Page text:
★ ★ ★ ★ ★ ★ ★

Future of teamwork plugin

mchouinard mchouinard at mcrd.ath.cx
Tue Jul 3 23:14:49 UTC 2007


On Tuesday 03 July 2007 18:38:30 David Nolden wrote:
> Am Dienstag, 3. Juli 2007 22:43:02 schrieb Andreas Pakulat:
> > stable != not crashing, but I think you're aware of that.
>
> Of course I know that. That's why I added the "not crashing".
>
> > It is dead code and I think one of the issues we wanted to avoid in
> > KDevelop4 is carrying dead code around. What is so bad about moving the
> > plugin to a (quite popular) place in playground?
>
> Dead code is relative.. just because noone works on something for half a
> year doesn't mean it's dead, else kdevelop-3.4 would be 90% dead since
> years.
>
> > Its not in a working state right now, except on your and my system. That
> > is it doesn't compile against boost 1.33.1. Its also in a non-working
> > state on at least 1 platform other than linux and yes IMHO that counts
> > wether KDE4/win32 happens for 4.0 or for 4.1.

★ ★ ★ ★ ★ ★ ★

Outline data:

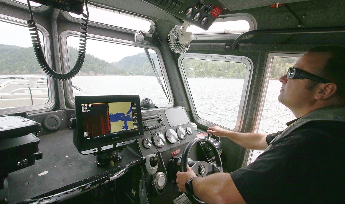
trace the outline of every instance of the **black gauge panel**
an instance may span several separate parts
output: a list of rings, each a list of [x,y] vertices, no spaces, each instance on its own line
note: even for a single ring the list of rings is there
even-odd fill
[[[156,146],[161,148],[165,145],[165,138],[160,133],[156,133],[153,135],[153,140]]]
[[[167,130],[165,133],[168,141],[172,143],[174,143],[177,142],[177,133],[175,130],[172,129],[169,129]]]
[[[183,127],[180,126],[178,127],[176,132],[177,133],[177,136],[180,139],[185,139],[187,138],[187,134],[186,132],[186,130]]]

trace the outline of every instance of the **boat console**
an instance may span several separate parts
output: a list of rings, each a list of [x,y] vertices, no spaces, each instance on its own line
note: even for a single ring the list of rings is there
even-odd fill
[[[176,173],[186,146],[206,134],[193,129],[185,108],[141,110],[137,95],[75,100],[72,129],[40,137],[42,159],[8,174],[9,203],[60,202],[107,185],[114,186],[118,201],[187,200],[175,183]],[[214,162],[205,148],[193,147],[190,166]]]

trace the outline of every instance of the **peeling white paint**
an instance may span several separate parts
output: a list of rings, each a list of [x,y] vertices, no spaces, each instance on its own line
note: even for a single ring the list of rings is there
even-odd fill
[[[37,176],[42,176],[42,175],[46,175],[48,173],[48,171],[46,171],[43,172],[41,173],[40,174],[37,174]]]

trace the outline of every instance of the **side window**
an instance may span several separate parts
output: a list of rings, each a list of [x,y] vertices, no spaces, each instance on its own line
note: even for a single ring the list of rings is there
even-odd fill
[[[186,54],[180,57],[179,66],[197,122],[239,129],[251,76],[250,60]]]
[[[32,47],[30,31],[23,20],[0,15],[0,112],[32,112],[49,109],[54,102],[52,82],[41,68]],[[39,27],[46,56],[47,32]],[[47,61],[50,64],[50,60]]]
[[[289,67],[293,66],[301,55],[270,54],[266,77],[266,94],[264,95],[260,104],[262,107],[255,127],[255,132],[270,134],[284,130],[286,123],[296,118],[292,112],[278,100],[278,97],[282,87],[279,78],[286,74]],[[254,162],[263,151],[253,150],[249,163]]]
[[[61,37],[62,36],[62,37]],[[61,34],[65,71],[74,66],[79,38],[72,31]],[[171,106],[173,100],[162,59],[154,47],[123,40],[94,36],[87,39],[83,66],[66,82],[69,103],[74,106],[78,95],[138,95],[160,107]]]

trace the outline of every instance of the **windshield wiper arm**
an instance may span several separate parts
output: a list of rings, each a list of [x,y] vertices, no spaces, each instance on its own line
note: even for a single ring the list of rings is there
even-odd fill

★ ★ ★ ★ ★ ★ ★

Stated task: In the teamwork plugin message, which boost version does the plugin fail to compile against?

Exercise output: Boost 1.33.1.